Extrait cité ▸

Le texte qui suit a été diffusé aux participants à la coordination nationale étudiante samedi 2 avril 2016 à Rennes. [1]
Proposition d’enquête action dans et contre l’emploi précaire à destination des AG de lutte et des isolés appelés à les rejoindre
La seule richesse que nous avons à tirer aujourd’hui de l’école
c’est la dynamique de lutte qu’elle peut entrainer...
Parmi ceux qui sont à la fois les plus mobilisés et les plus en butte à la répression, les questions du travail et de la précarité sont en train d’être abordées collectivement, creusée de manière critique. Voici quelques notes à ce propos, en espérant qu’elles puissent être utiles à des échanges parmi ceux qui luttent et parmi tous ceux qui sont appelles à les rejoindre.
Une proposition immédiate serait de réaliser des petits moments d’enquête (qui taffe où ? comment fait-on pour vivre ?) qui permettent d’ajouter aux formes de luttes actuellement expérimentées, des actions de perturbations/interruptions qui visent des entreprises, événements et institutions organisatrices du travail, de pratiquer des formes de grèves qui puissent s’assurer le maximum d’impunité salariale, disciplinaire, policière.

Entrées d'annotation par coordonnées ▸
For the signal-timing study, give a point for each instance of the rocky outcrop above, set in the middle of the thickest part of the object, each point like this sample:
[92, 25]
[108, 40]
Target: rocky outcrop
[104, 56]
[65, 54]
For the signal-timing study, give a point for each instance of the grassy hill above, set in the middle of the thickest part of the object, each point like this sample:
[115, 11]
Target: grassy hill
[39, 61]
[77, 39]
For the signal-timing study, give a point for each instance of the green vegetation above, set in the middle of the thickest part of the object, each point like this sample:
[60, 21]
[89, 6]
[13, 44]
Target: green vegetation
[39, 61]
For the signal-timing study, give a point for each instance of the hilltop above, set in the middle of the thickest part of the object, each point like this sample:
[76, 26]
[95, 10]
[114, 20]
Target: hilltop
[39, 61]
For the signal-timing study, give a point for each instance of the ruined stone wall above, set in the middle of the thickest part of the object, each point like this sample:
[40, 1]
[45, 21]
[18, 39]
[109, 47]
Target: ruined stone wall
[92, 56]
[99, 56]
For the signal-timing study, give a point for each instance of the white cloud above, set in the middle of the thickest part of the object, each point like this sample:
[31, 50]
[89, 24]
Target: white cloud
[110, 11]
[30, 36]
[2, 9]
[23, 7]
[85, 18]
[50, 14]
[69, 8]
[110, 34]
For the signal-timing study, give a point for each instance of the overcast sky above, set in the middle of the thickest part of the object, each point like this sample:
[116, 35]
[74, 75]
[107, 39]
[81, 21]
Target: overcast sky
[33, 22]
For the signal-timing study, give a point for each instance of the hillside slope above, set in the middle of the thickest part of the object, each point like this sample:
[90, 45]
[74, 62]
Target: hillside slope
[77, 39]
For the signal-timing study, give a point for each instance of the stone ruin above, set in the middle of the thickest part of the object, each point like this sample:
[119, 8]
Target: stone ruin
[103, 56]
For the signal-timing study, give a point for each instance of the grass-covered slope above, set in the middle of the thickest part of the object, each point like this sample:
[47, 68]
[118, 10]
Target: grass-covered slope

Consigne 1 ▸ Présentez sous forme de liste numérotée les lignes des enregistrements, de celle qui contient "of the grass-covered" jusqu'à la fin des enregistrements, bornes incluses, en omettant les lignes vides.
Consigne 2 ▸ Poursuivez le texte sur l'emploi précaire à partir de sa dernière phrase.
Le texte sur l'emploi précaire et les enregistrements ont des origines différentes.

Corrigé 1 ▸
1. For the signal-timing study, give a point for each instance of the grass-covered slope above, set in the middle of the thickest part of the object, each point like this sample:
2. [47, 68]
3. [118, 10]
4. Target: grass-covered slope

Corrigé 2 ▸
Il peut être plus aisé d’occuper tranquillement un Mac do deux heures pendant le rush [2] après avoir bloqué une plate forme téléphonique, puis d’aller agir ailleurs, que de se confronter frontalement à la police. Il s’agit de nuire aux entreprises (etc.) dont on dépend, par exemple en y faisant intervenir des inconnus de ces boites, comme lorsque le mouvement des intermittents et précaires bloquait des spectacle à la demande d’intermittents qui ne pouvaient s’y mettre en grève, et ainsi de contribuer à faire des lycées et facs en lutte des lieux d’élaboration depuis lesquels soient impulsées de multiples actions vers l’extérieur.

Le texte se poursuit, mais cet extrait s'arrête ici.